_Directive_. Restate the records below word for word, and omit the images they hold.

☆ ☆ ☆ ☆ ☆ ☆ ☆

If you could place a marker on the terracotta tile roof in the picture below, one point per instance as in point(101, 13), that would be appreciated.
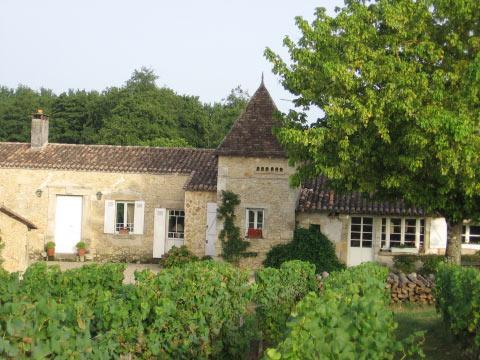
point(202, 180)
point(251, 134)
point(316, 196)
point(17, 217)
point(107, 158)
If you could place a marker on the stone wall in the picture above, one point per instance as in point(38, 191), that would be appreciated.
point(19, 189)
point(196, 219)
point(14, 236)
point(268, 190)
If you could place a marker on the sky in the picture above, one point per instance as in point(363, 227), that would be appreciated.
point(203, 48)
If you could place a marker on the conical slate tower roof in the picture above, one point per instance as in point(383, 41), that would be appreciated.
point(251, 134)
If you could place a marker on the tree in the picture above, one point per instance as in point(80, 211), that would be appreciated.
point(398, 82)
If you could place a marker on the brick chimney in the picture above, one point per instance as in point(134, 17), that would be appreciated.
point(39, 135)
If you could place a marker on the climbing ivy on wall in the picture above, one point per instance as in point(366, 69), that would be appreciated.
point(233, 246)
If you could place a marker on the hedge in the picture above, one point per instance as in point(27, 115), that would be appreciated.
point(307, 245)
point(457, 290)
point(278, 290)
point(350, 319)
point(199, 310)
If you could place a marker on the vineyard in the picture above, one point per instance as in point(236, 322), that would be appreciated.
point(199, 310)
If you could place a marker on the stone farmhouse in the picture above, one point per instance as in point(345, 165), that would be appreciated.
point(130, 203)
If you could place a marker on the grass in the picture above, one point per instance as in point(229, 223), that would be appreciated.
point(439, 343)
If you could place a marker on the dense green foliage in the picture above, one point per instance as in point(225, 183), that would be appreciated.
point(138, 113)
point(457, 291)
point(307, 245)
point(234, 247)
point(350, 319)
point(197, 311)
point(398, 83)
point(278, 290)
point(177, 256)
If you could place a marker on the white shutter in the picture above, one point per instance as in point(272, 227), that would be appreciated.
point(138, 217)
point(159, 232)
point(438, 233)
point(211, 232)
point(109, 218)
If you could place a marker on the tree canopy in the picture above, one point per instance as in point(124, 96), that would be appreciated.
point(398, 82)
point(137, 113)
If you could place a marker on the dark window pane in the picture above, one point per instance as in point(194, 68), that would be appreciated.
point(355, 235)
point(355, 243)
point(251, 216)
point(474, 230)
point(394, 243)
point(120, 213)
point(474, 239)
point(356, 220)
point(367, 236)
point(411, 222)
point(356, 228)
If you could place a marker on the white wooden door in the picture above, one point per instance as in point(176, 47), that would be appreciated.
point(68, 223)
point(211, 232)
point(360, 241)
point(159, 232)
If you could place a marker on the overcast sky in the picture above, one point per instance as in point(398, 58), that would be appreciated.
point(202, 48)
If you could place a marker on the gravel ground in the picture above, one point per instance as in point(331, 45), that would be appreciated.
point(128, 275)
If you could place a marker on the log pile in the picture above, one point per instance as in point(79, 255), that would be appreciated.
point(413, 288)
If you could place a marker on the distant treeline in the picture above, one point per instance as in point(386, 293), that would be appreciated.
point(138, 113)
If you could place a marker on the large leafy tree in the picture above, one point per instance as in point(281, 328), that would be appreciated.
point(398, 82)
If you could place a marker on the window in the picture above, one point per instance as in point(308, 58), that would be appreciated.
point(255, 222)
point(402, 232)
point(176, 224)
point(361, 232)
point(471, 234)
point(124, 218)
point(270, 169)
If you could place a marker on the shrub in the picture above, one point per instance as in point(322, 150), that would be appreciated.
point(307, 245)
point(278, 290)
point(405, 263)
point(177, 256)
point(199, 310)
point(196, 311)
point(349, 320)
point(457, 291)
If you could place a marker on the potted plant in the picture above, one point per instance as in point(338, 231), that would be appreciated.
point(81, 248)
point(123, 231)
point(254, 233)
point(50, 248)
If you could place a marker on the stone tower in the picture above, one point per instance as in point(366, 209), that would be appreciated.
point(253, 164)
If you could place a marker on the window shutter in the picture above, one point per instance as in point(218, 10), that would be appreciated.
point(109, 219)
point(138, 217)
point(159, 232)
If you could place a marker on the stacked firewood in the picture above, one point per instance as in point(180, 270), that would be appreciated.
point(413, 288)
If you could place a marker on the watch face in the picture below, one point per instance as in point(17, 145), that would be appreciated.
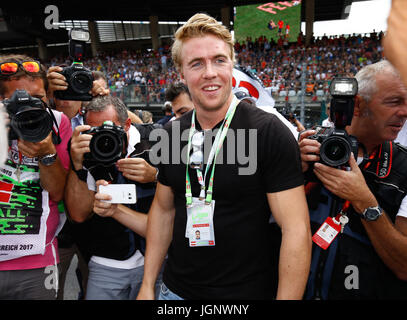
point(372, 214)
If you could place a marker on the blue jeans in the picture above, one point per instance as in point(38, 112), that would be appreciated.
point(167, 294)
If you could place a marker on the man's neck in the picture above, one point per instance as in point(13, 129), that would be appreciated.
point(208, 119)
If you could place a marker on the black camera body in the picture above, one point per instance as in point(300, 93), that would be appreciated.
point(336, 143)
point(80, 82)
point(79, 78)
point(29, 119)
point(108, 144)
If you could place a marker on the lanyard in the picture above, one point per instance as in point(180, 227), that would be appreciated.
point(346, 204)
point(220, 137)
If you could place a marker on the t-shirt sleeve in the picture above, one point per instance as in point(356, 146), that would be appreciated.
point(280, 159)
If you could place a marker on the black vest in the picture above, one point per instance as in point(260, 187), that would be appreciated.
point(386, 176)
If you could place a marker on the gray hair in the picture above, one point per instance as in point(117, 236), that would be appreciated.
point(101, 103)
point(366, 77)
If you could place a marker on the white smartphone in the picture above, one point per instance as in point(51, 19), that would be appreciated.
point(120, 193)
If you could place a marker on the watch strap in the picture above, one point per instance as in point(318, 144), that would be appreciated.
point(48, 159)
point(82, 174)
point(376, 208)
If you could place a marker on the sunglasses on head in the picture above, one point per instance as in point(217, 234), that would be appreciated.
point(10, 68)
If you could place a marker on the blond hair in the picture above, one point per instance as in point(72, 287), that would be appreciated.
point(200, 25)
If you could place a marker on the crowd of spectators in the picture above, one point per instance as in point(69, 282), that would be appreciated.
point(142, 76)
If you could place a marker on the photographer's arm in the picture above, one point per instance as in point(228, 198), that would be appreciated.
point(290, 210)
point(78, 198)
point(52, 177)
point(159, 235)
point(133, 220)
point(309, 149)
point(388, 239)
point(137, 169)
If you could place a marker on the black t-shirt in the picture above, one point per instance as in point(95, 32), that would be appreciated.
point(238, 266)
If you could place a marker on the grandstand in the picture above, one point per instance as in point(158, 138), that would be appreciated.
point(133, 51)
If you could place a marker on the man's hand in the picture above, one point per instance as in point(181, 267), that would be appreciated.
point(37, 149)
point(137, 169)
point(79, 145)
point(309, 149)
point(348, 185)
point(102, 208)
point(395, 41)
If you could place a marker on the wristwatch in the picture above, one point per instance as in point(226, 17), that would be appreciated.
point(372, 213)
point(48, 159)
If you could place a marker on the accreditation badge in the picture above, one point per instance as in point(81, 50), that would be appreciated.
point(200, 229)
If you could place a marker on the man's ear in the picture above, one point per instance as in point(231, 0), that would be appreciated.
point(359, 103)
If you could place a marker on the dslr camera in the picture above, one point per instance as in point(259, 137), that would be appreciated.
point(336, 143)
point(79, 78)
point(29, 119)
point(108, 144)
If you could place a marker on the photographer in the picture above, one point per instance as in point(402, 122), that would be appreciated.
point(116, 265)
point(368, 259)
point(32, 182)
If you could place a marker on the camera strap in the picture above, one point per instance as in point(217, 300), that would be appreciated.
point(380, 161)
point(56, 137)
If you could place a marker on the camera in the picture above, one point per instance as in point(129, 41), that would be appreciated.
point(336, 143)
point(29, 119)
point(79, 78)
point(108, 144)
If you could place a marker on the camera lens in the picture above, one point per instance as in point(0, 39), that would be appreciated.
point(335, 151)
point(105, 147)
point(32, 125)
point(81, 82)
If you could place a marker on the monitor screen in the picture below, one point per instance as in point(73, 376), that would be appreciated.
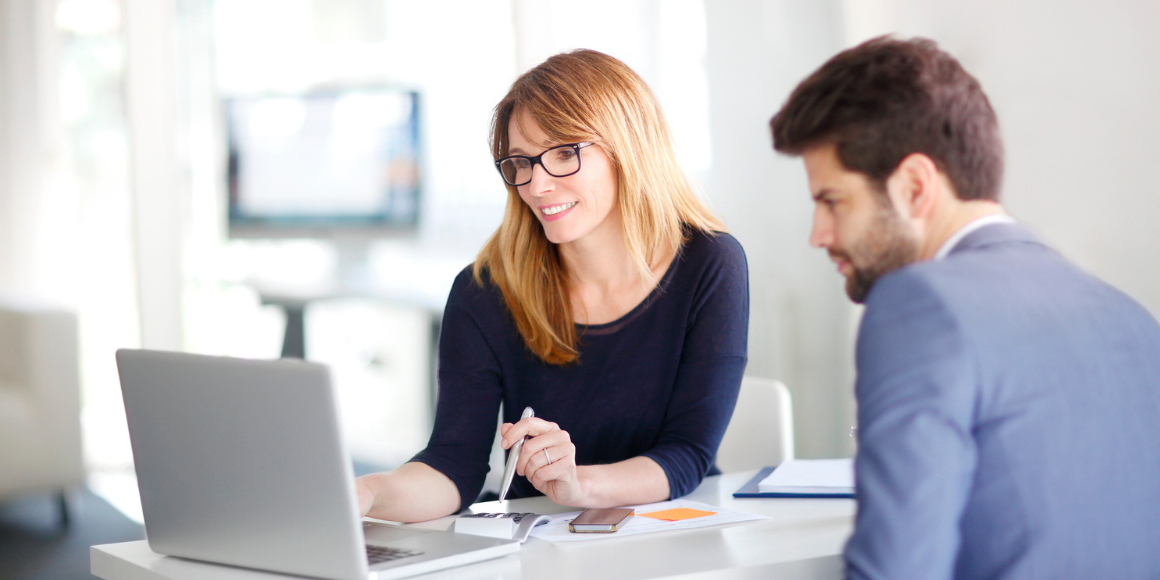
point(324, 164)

☆ ☆ ☆ ☆ ☆ ☆ ☆

_Written answer_.
If you could place a marker on the terracotta tile roof in the picture below, one point per instance as in point(101, 13), that would be appreciated.
point(202, 180)
point(251, 134)
point(316, 196)
point(17, 217)
point(107, 158)
If you could place a marker on the stone wall in the picture above, one point per instance as in point(38, 191), that would be appreciated.
point(19, 189)
point(196, 219)
point(14, 236)
point(268, 190)
If you could place a marker on the sky in the picture above, one point per instance as in point(363, 227), that would be appreciated.
point(203, 48)
If you could place a marker on the conical slate tower roof in the picture above, one point per instance as in point(383, 41), that would be appreciated.
point(251, 134)
If you could place a marker on the tree in the picture above, one point per instance as in point(80, 211), that would be appreciated.
point(398, 82)
If you could place a marker on the brick chimney in the picture above, one point per instance as in point(134, 17), that would be appreciated.
point(39, 135)
If you could place a marker on the climbing ivy on wall in the picture above, one point per instance as in point(366, 69), that would be appreciated.
point(233, 246)
If you could place a marker on the hedge in the picture above, one point per instance as in point(27, 115), that would be appreciated.
point(307, 245)
point(457, 290)
point(278, 290)
point(350, 319)
point(199, 310)
If you could place a marker on the vineyard in the picture above, one point per instance as in point(236, 322), that would be appreciated.
point(199, 310)
If you could place a marker on the stone farmhouse in the picture above, one point per instance as in point(345, 165), that would be appreciated.
point(130, 203)
If you could place a marker on the grass in the picture above, one point per instance as in point(229, 223), that would be appreciated.
point(439, 343)
If you could place a marker on the dense green foliage in the picture above, one point per instance as in point(225, 183), that would be appreciated.
point(138, 113)
point(457, 291)
point(307, 245)
point(234, 247)
point(350, 319)
point(197, 311)
point(398, 83)
point(278, 290)
point(177, 256)
If you could place a marker on the white shutter in the picture above, one point per instance as in point(272, 227), that would be appreciated.
point(138, 217)
point(159, 232)
point(438, 233)
point(211, 232)
point(109, 218)
If you could place a marker on the tree canopy in the picture above, one point per instance as in point(124, 96), that would be appreciated.
point(398, 82)
point(137, 113)
If you could place a marker on the dark window pane in the picture above, one point per instance as in point(194, 68), that would be appreciated.
point(355, 235)
point(355, 243)
point(251, 216)
point(474, 230)
point(394, 243)
point(120, 213)
point(474, 239)
point(356, 220)
point(367, 236)
point(411, 222)
point(356, 228)
If you could place a marker on the white wooden door in the picture above, one point per instance as in point(176, 47), that would be appreciated.
point(68, 223)
point(211, 232)
point(360, 241)
point(159, 232)
If you could place a marker on the overcast sky in the picture above, one point per instance as in point(398, 58), that would be appreciated.
point(202, 48)
If you could place a marker on the gravel ground in the picture above, one point per instance as in point(331, 45), that would be appreciated.
point(128, 275)
If you could place a marker on the log pile in the picture above, one point per instance as in point(79, 255), that would be appreciated.
point(413, 288)
If you could place a marker on the distant treeline in the picture above, one point per instance as in point(386, 293), that would be appreciated.
point(138, 113)
If you could place a marker on the large leafy tree in the picture above, one point per instance as in point(281, 328), that would be appreciated.
point(398, 82)
If you could place a marker on the window in the picture above, one point per instance as in point(308, 58), that would be appreciated.
point(255, 222)
point(402, 232)
point(176, 224)
point(361, 232)
point(471, 234)
point(124, 218)
point(270, 169)
If you could place a marker on the shrub in the picture above, one point per instance as in point(322, 150), that would be appreciated.
point(307, 245)
point(278, 290)
point(405, 263)
point(177, 256)
point(199, 310)
point(196, 311)
point(349, 320)
point(457, 291)
If you could place a marker on the potted plant in the picture above, one point per instance as in point(338, 231), that would be appreciated.
point(81, 248)
point(123, 231)
point(254, 233)
point(50, 248)
If you could place a marker on the stone tower in the picture above, one point per instance as in point(366, 209), that would be appreciated.
point(253, 164)
If you could place a marker on the window shutter in the picture above, one point per instance as in point(218, 10), that would be appreciated.
point(109, 219)
point(138, 217)
point(159, 232)
If you could place a marker on the stacked firewood in the picture above, one point per instance as in point(180, 270), that would be appreciated.
point(413, 288)
If you could place a marker on the watch face in the picture below, one point per instance as in point(17, 145), that would be appreciated.
point(372, 214)
If you could place a marker on the blue jeans in the picture above, one point per instance as in point(38, 112), that would be appreciated.
point(167, 294)
If you could place a marker on the man's neck in the picture above, one point per instance as in point(13, 129), that would be appreciated.
point(208, 119)
If you could place a marker on the black camera body in the picture above, one point per instance as in point(300, 93), that would be appreciated.
point(336, 143)
point(80, 82)
point(79, 78)
point(29, 119)
point(108, 144)
If you could place a marker on the lanyard in the picture above, one point per instance as in point(180, 227), that would be appreciated.
point(346, 204)
point(220, 137)
If you could place a marker on the t-shirt sleeve in the picture above, one point per instance as in point(356, 146), that would be appreciated.
point(280, 159)
If you could place a marker on the black vest in the picture above, one point per instance as in point(260, 187), that would be appreciated.
point(386, 176)
If you could place a marker on the gray hair in the picture above, one point per instance as in point(117, 236), that would be appreciated.
point(101, 103)
point(366, 77)
If you could place a marker on the white smartphone in the picture above, one point per instance as in point(51, 19), that would be appreciated.
point(120, 193)
If you could place a marker on the watch strap in the picture above, one point per instance as in point(318, 144), that would be appreciated.
point(48, 159)
point(82, 174)
point(376, 208)
If you could place a marker on the sunglasses on head in the picture above, one point per instance as in point(217, 234), that would be appreciated.
point(10, 68)
If you could place a marker on the blond hair in the picture above, one point per instance as in point(72, 287), that would be appreciated.
point(200, 25)
If you could place a marker on the crowd of spectators in the picture above, one point per instance as in point(69, 282), that would be appreciated.
point(142, 76)
If you could place a marker on the photographer's arm in the picture above, one point per instance as in point(228, 198), that would be appreciated.
point(290, 210)
point(78, 198)
point(52, 177)
point(159, 235)
point(133, 220)
point(309, 149)
point(388, 239)
point(137, 169)
If you could place a marker on the black t-shirt in the picture above, one point per instance as in point(95, 32), that would be appreciated.
point(238, 266)
If you could place a marker on the grandstand in the picture above, one point per instance as in point(158, 138), that would be appreciated.
point(133, 51)
If you could place a marker on the man's hand in the picture above, one point per instance as in point(181, 267), that would be appreciated.
point(37, 149)
point(137, 169)
point(79, 145)
point(309, 149)
point(348, 185)
point(102, 208)
point(395, 41)
If you could place a marker on the wristwatch in the picture above, one point per instance as in point(226, 17), that would be appreciated.
point(372, 213)
point(48, 159)
If you could place a marker on the accreditation badge in the picture above, one point per instance as in point(81, 50), that would be appreciated.
point(200, 229)
If you could place a marker on the man's ear in the picture above, one point per instance as in point(231, 0), that would be appreciated.
point(359, 103)
If you could place a marker on the dslr camera in the picture above, one point per instance as in point(259, 137), that would be appreciated.
point(336, 143)
point(79, 78)
point(29, 119)
point(108, 144)
If you could place a marker on the photographer in the picture above, one point per instance as in point(402, 122), that would be appreciated.
point(116, 265)
point(368, 259)
point(32, 182)
If you could place a marker on the camera strap in the picture above, one point per instance as in point(217, 300), that would be appreciated.
point(380, 161)
point(56, 137)
If you could place a marker on the camera in the picture above, one point per instance as in point(129, 41), that would be appreciated.
point(336, 143)
point(29, 119)
point(79, 78)
point(108, 144)
If you could place a marker on the camera lens in the picture above, one point per instance as in point(0, 39), that would be appreciated.
point(335, 151)
point(105, 147)
point(32, 125)
point(81, 82)
If you could place a marker on the monitor screen in the picture below, one point per instance as in point(73, 376), that would be appreciated.
point(324, 164)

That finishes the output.